# WHAT YOU WILL DO
Return the records below word for word, leaving out the pictures.

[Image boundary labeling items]
..............................

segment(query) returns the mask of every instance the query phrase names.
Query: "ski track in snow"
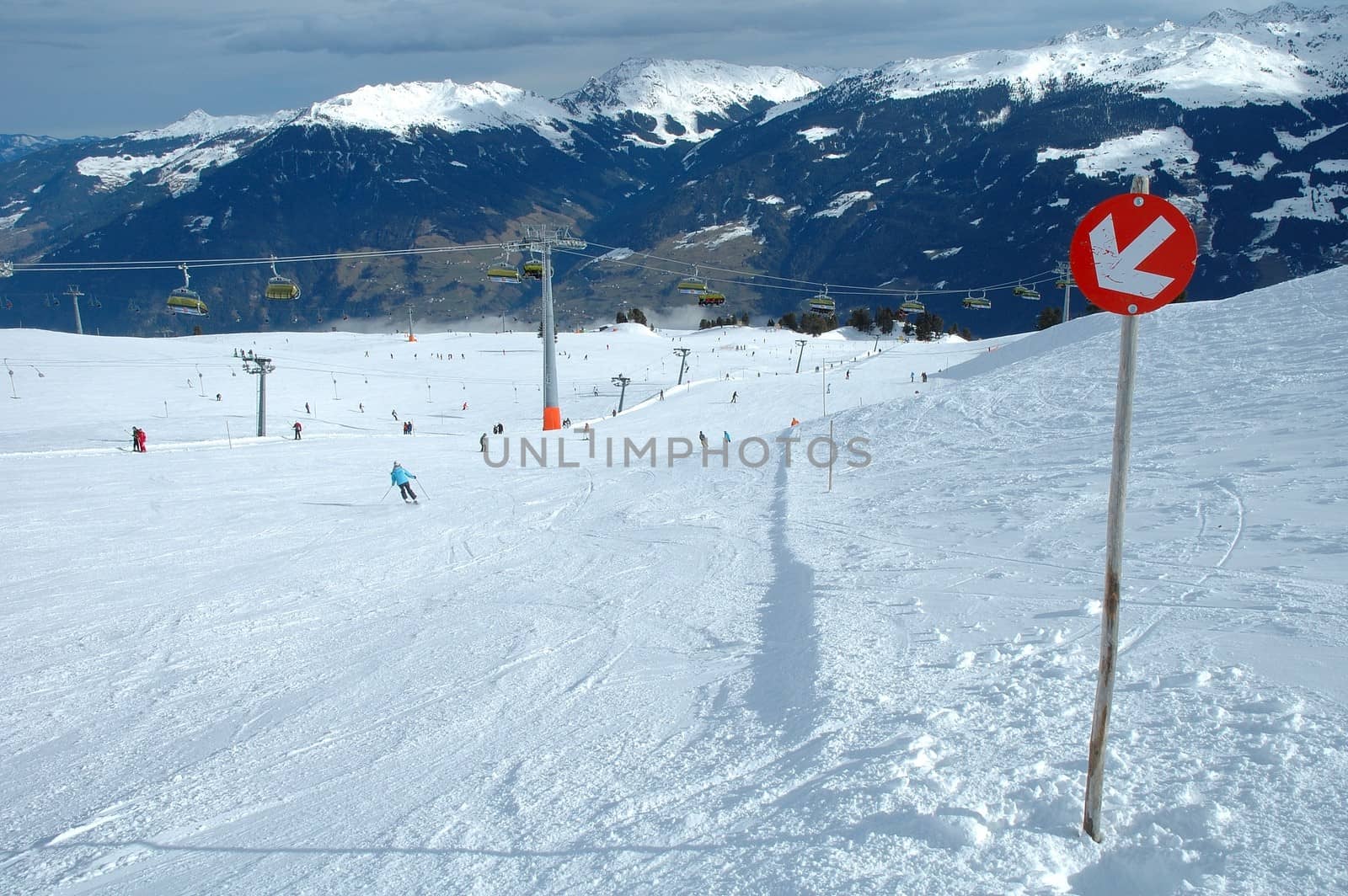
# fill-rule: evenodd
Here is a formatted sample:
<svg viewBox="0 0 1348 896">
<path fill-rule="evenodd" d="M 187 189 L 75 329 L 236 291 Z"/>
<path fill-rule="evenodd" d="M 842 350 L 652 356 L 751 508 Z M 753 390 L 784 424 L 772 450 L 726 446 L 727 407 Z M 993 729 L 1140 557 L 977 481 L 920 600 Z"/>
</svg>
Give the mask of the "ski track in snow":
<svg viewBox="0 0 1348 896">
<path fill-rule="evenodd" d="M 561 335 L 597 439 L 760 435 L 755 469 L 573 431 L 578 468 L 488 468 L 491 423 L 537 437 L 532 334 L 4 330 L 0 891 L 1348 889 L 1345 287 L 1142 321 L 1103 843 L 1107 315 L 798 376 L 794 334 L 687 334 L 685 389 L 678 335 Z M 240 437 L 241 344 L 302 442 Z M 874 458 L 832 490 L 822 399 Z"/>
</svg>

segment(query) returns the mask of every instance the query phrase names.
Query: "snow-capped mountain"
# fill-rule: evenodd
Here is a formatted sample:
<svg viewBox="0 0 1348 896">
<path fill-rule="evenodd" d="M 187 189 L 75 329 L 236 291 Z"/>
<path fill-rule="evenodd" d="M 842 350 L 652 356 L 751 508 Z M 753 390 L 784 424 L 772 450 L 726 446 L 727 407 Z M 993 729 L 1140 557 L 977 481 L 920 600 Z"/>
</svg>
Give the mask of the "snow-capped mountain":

..............................

# COMPLETE OUTPUT
segment(query) returns the mask of every instance the query phrase names.
Query: "ski track in snow"
# fill-rule: evenodd
Here is a formatted sample:
<svg viewBox="0 0 1348 896">
<path fill-rule="evenodd" d="M 187 189 L 75 329 L 236 291 Z"/>
<path fill-rule="evenodd" d="M 842 350 L 652 356 L 751 508 Z M 753 390 L 784 424 L 772 450 L 726 446 L 727 407 Z M 993 729 L 1140 557 L 977 481 L 920 600 Z"/>
</svg>
Give the mask of the "ski track in snow":
<svg viewBox="0 0 1348 896">
<path fill-rule="evenodd" d="M 561 335 L 597 439 L 760 435 L 755 469 L 573 431 L 578 468 L 488 468 L 491 423 L 537 437 L 532 334 L 4 330 L 0 891 L 1348 889 L 1345 287 L 1142 321 L 1103 843 L 1107 315 L 798 376 L 794 334 L 687 334 L 685 389 L 678 335 Z M 240 437 L 241 344 L 302 442 Z M 874 458 L 832 490 L 822 399 Z"/>
</svg>

segment(query) returns the mask of every instance the query phrase names.
Query: "snow-capped mountain"
# fill-rule: evenodd
Here is a formatted sample:
<svg viewBox="0 0 1348 896">
<path fill-rule="evenodd" d="M 187 189 L 75 329 L 236 291 Z"/>
<path fill-rule="evenodd" d="M 842 350 L 652 356 L 751 508 Z M 753 390 L 784 424 L 772 450 L 726 446 L 727 407 Z M 993 729 L 1140 557 L 977 481 L 920 600 Z"/>
</svg>
Give the mask of the "snow-capped mountain":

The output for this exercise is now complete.